### THINGS TO DO:
1) Answer these questions from the article on air conditioning in B.C.:
(a) How many people died during last year's heat dome in B.C.?
(b) In which city was the store in the photograph?
(c) What did the province's public housing authority do to save energy?
2) Rewrite the part of the article on air conditioning in B.C. that begins at the words "Critics say B.C.'s" and stops after "say. (Ben Nelms/CBC)", with "heat emergencies" replaced by "heat waves".
3) Do these statements agree with the article on air conditioning in B.C.? Answer yes or no for each, and quote the words from the article that decide it.
(a) Most of the people who died in last year's heat dome had no air conditioning at home.
(b) Data show air conditioner use in B.C. is falling.
(c) Advocates want the province to give air conditioning units to vulnerable people.

### READING PASSAGE:
=== Section Start ===

British Columbia

Air conditioning is a necessity, not a luxury — despite the emissions and energy costs, advocates say

B.C. planners and policy analysts say the benefits of air conditioners during extreme heat situations are very clear — and concerns over their environmental and financial impact show misplaced priorities. 

Critics say B.C.'s current response to heat emergencies is not helpful for vulnerable people

Rows of Noma-brand AC boxes in a store.
Air conditioning units for sale at a Canadian Tire store in Vancouver in June. The province should be working to give air conditioners to help vulnerable people, advocates say. (Ben Nelms/CBC)

B.C. planners and policy analysts say the benefits of air conditioners during extreme heat situations are very clear — and concerns over their environmental and financial impact show misplaced priorities. 

During last year's deadly heat dome in B.C., authorities found over two-thirds of the 619 people that died did not have air conditioning in their homes. 

With extreme heat events more likely in future due to climate change, advocates are asking the province to provide vulnerable people with air conditioning units.

Data shows air conditioner use is already on the rise in B.C., leading to an associated energy and emissions toll — including one instance of the province's public housing authority switching off cooling in some of its properties to save energy.

=== Section End ===

### RECORD EXCERPTS:

=== Section Start ===

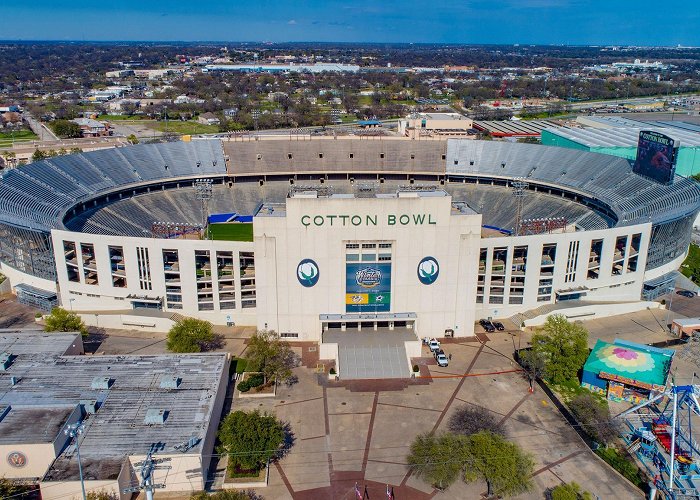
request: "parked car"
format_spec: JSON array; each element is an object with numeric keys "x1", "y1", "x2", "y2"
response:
[
  {"x1": 479, "y1": 319, "x2": 496, "y2": 333},
  {"x1": 428, "y1": 339, "x2": 440, "y2": 353}
]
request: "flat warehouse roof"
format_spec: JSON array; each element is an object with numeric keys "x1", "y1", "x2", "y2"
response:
[{"x1": 0, "y1": 332, "x2": 228, "y2": 479}]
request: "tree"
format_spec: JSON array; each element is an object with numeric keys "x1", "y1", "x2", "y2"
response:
[
  {"x1": 246, "y1": 330, "x2": 299, "y2": 383},
  {"x1": 51, "y1": 120, "x2": 83, "y2": 139},
  {"x1": 520, "y1": 349, "x2": 546, "y2": 392},
  {"x1": 166, "y1": 318, "x2": 216, "y2": 352},
  {"x1": 32, "y1": 149, "x2": 48, "y2": 161},
  {"x1": 547, "y1": 482, "x2": 593, "y2": 500},
  {"x1": 219, "y1": 410, "x2": 285, "y2": 472},
  {"x1": 447, "y1": 405, "x2": 504, "y2": 436},
  {"x1": 532, "y1": 314, "x2": 588, "y2": 384},
  {"x1": 407, "y1": 432, "x2": 469, "y2": 490},
  {"x1": 2, "y1": 151, "x2": 17, "y2": 167},
  {"x1": 568, "y1": 393, "x2": 619, "y2": 444},
  {"x1": 464, "y1": 432, "x2": 535, "y2": 496},
  {"x1": 44, "y1": 307, "x2": 88, "y2": 336}
]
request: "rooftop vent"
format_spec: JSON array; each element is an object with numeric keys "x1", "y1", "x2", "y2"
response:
[
  {"x1": 0, "y1": 352, "x2": 14, "y2": 371},
  {"x1": 90, "y1": 377, "x2": 112, "y2": 389},
  {"x1": 160, "y1": 375, "x2": 182, "y2": 389},
  {"x1": 80, "y1": 399, "x2": 97, "y2": 415},
  {"x1": 143, "y1": 408, "x2": 168, "y2": 425}
]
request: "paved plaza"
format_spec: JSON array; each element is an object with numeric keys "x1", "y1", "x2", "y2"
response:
[{"x1": 233, "y1": 333, "x2": 642, "y2": 500}]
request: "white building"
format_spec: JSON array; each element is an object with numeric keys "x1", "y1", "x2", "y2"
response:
[{"x1": 0, "y1": 139, "x2": 700, "y2": 376}]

=== Section End ===

### ANSWERS FOR THE EXERCISE:
1)
(a) 619
(b) Vancouver
(c) It switched off cooling in some of its properties.

2)
Critics say B.C.'s current response to heat waves is not helpful for vulnerable people

Rows of Noma-brand AC boxes in a store.
Air conditioning units for sale at a Canadian Tire store in Vancouver in June. The province should be working to give air conditioners to help vulnerable people, advocates say. (Ben Nelms/CBC)

3)
(a) Yes: "over two-thirds of the 619 people that died did not have air conditioning in their homes"
(b) No: "air conditioner use is already on the rise in B.C."
(c) Yes: "advocates are asking the province to provide vulnerable people with air conditioning units"